_Aim_
Return each line below that contains the word "wooden", copying every one in full.

------------------------------------

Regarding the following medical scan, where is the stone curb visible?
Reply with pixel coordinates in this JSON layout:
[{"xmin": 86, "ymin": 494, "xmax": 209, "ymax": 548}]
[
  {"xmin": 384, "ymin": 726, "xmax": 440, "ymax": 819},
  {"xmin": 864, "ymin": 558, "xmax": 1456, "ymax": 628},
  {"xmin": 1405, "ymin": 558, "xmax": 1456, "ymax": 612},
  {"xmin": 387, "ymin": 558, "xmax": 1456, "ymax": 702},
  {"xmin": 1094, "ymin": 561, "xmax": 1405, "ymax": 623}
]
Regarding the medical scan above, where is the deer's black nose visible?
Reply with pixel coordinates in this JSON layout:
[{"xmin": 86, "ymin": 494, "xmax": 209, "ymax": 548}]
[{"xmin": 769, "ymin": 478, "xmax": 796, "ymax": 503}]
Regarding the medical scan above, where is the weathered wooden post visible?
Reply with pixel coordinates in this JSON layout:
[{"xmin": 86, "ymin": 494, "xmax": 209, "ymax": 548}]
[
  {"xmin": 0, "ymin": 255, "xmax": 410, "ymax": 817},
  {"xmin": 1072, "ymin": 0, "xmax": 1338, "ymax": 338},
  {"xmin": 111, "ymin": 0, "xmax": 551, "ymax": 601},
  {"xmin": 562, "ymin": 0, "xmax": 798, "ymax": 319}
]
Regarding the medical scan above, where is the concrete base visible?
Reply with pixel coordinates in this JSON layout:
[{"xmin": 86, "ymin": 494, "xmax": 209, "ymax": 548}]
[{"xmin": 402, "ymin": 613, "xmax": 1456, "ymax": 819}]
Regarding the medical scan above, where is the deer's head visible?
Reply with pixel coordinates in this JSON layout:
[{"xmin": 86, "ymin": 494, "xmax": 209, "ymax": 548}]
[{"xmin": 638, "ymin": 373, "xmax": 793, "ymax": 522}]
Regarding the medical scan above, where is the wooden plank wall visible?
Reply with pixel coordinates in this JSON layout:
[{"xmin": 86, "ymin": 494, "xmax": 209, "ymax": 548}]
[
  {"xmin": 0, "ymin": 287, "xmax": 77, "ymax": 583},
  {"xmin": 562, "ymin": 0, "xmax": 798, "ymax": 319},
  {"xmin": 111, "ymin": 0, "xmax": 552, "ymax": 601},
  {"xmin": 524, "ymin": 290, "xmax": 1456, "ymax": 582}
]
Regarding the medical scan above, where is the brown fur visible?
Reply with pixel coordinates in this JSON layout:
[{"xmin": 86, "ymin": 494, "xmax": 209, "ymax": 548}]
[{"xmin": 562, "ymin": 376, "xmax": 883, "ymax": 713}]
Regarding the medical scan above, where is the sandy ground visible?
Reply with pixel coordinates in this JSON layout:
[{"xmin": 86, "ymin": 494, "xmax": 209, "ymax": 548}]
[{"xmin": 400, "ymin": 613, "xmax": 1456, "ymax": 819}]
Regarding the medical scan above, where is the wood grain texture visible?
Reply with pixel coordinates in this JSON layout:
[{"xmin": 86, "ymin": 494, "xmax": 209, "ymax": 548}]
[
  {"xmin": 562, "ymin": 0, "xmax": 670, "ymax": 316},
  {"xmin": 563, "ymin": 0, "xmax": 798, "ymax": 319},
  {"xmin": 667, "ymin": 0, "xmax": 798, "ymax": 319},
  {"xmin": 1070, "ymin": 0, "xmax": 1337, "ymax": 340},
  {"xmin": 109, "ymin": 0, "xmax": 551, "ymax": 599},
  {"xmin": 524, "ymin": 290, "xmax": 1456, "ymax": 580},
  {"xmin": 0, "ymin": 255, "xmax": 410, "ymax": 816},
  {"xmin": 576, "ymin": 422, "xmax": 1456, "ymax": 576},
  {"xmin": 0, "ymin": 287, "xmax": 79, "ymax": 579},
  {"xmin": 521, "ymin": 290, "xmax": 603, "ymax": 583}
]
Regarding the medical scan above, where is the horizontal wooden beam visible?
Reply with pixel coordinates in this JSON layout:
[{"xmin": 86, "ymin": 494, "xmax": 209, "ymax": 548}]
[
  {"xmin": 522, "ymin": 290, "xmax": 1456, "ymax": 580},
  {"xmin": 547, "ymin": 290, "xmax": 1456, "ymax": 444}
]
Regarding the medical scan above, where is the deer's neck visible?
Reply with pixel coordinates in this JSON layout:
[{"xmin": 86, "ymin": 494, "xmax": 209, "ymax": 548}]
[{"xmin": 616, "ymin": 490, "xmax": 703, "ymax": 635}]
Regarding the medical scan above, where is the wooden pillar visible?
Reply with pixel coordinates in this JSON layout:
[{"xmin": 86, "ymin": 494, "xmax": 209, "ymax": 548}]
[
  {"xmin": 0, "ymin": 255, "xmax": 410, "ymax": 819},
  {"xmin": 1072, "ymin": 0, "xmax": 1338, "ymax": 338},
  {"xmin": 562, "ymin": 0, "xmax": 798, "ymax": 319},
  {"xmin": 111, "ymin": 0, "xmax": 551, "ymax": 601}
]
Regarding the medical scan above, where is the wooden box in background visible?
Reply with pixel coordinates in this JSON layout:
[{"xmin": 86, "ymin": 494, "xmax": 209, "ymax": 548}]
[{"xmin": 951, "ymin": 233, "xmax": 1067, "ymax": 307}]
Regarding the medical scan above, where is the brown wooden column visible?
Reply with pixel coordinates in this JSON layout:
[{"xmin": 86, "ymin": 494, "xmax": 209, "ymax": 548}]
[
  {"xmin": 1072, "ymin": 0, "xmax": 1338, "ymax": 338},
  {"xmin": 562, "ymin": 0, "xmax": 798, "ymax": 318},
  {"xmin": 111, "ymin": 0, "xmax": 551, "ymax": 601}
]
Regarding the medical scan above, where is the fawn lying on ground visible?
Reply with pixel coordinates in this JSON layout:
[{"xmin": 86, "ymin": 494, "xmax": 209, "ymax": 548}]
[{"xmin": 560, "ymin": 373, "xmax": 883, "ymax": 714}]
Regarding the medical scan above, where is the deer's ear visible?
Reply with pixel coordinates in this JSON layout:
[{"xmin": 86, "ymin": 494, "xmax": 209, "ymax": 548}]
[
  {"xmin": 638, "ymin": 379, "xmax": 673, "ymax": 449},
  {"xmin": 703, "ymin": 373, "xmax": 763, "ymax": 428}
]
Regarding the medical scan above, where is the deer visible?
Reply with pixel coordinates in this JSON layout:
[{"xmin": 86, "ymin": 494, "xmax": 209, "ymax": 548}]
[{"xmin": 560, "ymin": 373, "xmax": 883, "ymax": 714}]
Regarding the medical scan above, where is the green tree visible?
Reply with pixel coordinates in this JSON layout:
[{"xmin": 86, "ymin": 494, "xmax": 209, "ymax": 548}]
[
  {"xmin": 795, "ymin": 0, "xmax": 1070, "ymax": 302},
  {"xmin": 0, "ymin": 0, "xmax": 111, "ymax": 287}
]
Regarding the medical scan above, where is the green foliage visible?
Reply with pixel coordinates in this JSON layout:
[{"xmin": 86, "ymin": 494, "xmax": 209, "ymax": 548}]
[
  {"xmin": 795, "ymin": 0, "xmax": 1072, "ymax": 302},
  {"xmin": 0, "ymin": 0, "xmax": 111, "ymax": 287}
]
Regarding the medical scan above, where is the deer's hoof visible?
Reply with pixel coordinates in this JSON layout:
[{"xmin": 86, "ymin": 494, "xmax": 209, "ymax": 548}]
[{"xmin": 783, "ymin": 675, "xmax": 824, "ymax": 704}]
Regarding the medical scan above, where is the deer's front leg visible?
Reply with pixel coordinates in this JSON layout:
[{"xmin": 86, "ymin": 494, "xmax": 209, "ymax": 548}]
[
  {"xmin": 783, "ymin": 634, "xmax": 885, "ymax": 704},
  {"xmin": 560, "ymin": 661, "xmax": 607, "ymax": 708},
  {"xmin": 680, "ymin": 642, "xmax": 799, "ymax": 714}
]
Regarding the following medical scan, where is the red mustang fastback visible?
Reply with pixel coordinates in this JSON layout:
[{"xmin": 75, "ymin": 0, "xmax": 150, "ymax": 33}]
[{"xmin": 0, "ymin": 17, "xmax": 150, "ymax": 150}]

------------------------------------

_Worked answer_
Regarding the medical scan above, where is the weathered wooden post visible?
Regarding the medical scan above, where is the wooden plank wall visible?
Regarding the medical scan above, where is the horizontal wooden beam visible?
Regarding the medical scan above, where is the wooden pillar visible?
Regarding the medical scan above, where is the wooden box in background visible?
Regarding the medical scan above, where is the brown wooden column visible?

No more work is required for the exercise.